Word for word, give again the line holding "the white play" and each line after it to the end of the listing below.

:: INFORMATION GIVEN ::
****

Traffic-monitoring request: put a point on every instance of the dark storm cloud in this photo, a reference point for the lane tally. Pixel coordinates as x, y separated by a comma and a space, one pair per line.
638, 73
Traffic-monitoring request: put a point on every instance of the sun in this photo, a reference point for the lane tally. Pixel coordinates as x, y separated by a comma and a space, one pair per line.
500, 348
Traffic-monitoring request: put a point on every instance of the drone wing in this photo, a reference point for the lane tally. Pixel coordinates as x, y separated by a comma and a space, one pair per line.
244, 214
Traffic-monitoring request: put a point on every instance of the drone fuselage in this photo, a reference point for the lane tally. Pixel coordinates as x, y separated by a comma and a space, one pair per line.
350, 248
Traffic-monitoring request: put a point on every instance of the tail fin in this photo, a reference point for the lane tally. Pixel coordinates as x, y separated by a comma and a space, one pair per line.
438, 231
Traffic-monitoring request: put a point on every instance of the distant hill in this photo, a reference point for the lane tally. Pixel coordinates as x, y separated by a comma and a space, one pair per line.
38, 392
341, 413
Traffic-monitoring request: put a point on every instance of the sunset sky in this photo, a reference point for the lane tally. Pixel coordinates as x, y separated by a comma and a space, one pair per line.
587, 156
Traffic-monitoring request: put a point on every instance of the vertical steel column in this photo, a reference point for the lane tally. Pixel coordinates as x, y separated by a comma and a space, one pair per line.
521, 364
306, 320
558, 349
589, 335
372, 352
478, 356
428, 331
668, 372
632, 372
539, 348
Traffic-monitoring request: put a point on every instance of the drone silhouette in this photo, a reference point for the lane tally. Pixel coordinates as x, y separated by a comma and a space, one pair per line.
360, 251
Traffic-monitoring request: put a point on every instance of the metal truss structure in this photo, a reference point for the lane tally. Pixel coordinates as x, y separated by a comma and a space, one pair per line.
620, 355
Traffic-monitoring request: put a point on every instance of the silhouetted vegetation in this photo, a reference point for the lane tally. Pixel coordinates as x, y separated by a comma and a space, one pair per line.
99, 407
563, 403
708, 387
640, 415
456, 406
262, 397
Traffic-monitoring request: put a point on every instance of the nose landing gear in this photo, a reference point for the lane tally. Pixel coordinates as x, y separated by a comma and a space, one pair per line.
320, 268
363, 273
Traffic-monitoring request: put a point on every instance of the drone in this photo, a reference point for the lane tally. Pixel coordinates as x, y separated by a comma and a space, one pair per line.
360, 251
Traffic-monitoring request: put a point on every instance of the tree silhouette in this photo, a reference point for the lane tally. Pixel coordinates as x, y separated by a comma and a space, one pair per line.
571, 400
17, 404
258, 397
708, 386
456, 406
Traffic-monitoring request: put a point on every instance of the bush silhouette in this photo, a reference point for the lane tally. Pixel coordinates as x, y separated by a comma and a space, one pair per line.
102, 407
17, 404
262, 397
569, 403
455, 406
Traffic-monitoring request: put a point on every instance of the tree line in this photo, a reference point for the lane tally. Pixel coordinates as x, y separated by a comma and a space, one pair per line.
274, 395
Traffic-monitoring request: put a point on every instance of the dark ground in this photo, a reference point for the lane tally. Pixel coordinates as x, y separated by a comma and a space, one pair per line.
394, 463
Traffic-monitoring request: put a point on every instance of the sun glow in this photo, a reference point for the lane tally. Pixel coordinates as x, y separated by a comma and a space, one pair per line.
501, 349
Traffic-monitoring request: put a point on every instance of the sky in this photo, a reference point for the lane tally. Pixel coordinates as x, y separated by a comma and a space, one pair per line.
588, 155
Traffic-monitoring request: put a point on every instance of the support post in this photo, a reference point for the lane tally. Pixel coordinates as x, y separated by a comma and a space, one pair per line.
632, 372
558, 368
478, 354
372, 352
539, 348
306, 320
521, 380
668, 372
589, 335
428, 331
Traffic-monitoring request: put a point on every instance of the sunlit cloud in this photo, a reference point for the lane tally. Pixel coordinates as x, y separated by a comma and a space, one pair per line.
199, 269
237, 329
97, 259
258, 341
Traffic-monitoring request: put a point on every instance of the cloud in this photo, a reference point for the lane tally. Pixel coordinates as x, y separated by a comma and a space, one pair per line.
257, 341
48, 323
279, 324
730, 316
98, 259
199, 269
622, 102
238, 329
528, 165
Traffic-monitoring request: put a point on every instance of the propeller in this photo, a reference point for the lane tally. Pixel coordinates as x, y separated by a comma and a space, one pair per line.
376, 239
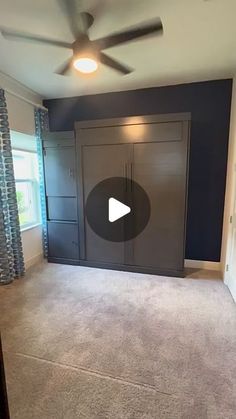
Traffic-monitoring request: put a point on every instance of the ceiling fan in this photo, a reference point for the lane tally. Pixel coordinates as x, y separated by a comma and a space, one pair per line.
88, 53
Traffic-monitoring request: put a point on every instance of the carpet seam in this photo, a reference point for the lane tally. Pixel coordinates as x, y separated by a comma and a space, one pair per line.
93, 372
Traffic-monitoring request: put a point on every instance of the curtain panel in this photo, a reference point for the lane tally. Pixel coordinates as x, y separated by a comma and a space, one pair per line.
11, 253
42, 125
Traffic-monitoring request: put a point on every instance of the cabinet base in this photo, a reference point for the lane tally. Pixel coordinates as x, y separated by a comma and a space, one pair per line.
127, 268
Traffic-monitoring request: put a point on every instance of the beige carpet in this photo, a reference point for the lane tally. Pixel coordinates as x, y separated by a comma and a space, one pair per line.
91, 343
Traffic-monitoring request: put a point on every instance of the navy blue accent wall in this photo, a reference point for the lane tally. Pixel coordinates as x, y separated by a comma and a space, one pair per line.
209, 104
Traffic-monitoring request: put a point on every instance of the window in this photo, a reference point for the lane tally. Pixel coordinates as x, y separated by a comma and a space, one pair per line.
27, 187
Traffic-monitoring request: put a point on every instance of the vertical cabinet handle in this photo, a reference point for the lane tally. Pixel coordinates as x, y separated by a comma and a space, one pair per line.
71, 172
131, 176
126, 176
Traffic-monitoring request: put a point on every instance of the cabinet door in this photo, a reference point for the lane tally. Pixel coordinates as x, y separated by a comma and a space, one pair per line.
160, 168
60, 175
99, 163
63, 240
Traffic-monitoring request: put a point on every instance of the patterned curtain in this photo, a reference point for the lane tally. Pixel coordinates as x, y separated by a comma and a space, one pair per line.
11, 254
41, 125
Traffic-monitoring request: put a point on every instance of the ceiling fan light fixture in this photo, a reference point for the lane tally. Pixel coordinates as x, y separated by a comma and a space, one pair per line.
85, 65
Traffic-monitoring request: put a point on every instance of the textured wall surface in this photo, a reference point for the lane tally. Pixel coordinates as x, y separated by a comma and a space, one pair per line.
209, 104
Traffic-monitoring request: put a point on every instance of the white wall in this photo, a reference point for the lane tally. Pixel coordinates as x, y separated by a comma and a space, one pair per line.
21, 119
230, 185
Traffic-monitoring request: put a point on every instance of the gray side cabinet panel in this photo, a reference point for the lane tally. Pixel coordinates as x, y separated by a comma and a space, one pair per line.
60, 174
63, 240
61, 195
62, 208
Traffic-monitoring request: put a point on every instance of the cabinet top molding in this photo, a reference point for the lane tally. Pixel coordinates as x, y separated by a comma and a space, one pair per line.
133, 120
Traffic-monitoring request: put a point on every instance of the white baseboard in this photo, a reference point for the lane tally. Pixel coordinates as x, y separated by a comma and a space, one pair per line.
202, 264
33, 261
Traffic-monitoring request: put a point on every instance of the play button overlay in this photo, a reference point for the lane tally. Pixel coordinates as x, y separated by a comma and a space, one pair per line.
117, 209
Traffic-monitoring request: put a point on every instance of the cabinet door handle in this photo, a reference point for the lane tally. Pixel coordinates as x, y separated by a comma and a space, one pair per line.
71, 172
131, 176
126, 176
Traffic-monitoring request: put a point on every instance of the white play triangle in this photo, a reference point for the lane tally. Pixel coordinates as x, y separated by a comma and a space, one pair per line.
116, 209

****

:: EXERCISE RESPONSE ::
Traffic-monitoring request: put a point on every instance of the white play triangle in this photo, a reference point for the lane tally. Pixel coordinates as x, y separated by a comma and a space, one pair per line.
116, 209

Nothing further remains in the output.